Duchess Jutta of Mecklenburg-Strelitz (Augusta Charlotte Jutta Alexandra Georgina Adophine; 24 January 1880 – 17 February 1946) was a member of the House of Mecklenburg-Strelitz and the consort of Crown Prince Danilo of Montenegro. When a married woman, she was known as Militza.

Early life and marriage
Duchess Auguste Charlotte Jutta Alexandra Georgina Adolphine of Mecklenburg-Strelitz was born in Neustrelitz, the youngest daughter of the then Hereditary Grand Duke of Mecklenburg-Strelitz, Adolf Friedrich and his wife Princess Elisabeth of Anhalt. Along with her sister Marie, Jutta was raised by governesses and had little contact with her parents. The atmosphere of Carolinenpalais was noted for its rigor and need for etiquette. A scandal broke out when her 19-year-old sister became pregnant by a palace servant.

Through the influence of the German Emperor, William II, her marriage to the heir apparent of Montenegro Prince Danilo was arranged. Hours after her arrival at Antivari in Montenegro she converted to the Orthodox faith. She was accompanied by her future brother in law the Crown Prince of Italy, Victor Emmanuel as she made her way to Cetinje for her wedding. She married Prince Danilo on 27 July 1899. After her marriage and conversion to Orthodoxy she took the name Militza.

World War I and later life
During the First World War, Montenegro fought against the Central Powers which included the country of her birth, the German Empire. These links did not stop her from being a target; the villa in Antivari where she was staying was bombed by Austrian aircraft. After the war, the Royal Family established a government in exile after Montenegro was incorporated into the new Kingdom of Serbs, Croats and Slovenes. Her father-in-law King Nicholas I died on 1 March 1921 and her husband succeeded as titular King of Montenegro. He only held the position for a week before abdicating in favour of his nephew Michael.

···

DIRECTION - Write out the passage of the Duchess Jutta of Mecklenburg-Strelitz text from "World War I" to "his nephew Michael.", word for word. The items after this point come from a separate source.

ENTRIES PROVIDED -

···

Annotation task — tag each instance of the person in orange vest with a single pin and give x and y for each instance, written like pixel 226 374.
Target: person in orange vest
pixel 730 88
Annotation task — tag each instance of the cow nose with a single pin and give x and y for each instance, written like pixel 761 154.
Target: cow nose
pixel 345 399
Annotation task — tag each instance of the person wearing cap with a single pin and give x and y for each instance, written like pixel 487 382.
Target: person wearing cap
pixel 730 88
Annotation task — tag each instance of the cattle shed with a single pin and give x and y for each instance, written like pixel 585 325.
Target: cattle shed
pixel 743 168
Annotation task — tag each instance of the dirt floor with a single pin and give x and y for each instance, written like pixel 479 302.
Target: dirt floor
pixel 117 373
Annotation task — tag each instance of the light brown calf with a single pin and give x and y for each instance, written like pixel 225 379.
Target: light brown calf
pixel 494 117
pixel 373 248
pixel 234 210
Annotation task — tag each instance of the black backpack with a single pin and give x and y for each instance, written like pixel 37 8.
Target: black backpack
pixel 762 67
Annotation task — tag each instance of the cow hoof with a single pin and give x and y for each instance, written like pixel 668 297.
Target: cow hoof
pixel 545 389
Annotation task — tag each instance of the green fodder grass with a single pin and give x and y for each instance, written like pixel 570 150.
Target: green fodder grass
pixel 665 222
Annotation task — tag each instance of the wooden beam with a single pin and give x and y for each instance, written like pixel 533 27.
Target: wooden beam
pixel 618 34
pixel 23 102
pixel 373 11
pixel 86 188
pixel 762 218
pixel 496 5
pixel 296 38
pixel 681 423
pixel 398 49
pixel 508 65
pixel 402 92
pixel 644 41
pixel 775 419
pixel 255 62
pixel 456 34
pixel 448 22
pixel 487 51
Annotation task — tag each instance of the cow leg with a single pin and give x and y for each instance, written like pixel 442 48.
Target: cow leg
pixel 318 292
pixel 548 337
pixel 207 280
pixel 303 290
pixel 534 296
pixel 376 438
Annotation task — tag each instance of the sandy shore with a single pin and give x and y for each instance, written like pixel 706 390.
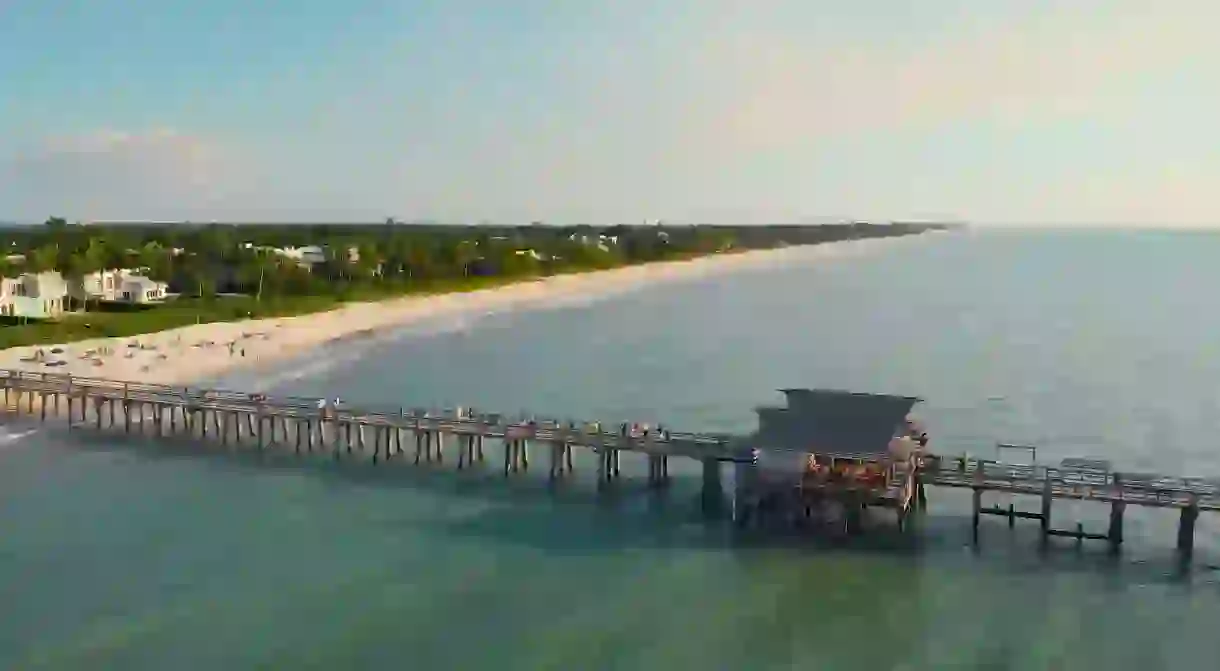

···

EXERCISE OUTPUT -
World War I and later life
During the First World War, Montenegro fought against the Central Powers which included the country of her birth, the German Empire. These links did not stop her from being a target; the villa in Antivari where she was staying was bombed by Austrian aircraft. After the war, the Royal Family established a government in exile after Montenegro was incorporated into the new Kingdom of Serbs, Croats and Slovenes. Her father-in-law King Nicholas I died on 1 March 1921 and her husband succeeded as titular King of Montenegro. He only held the position for a week before abdicating in favour of his nephew Michael.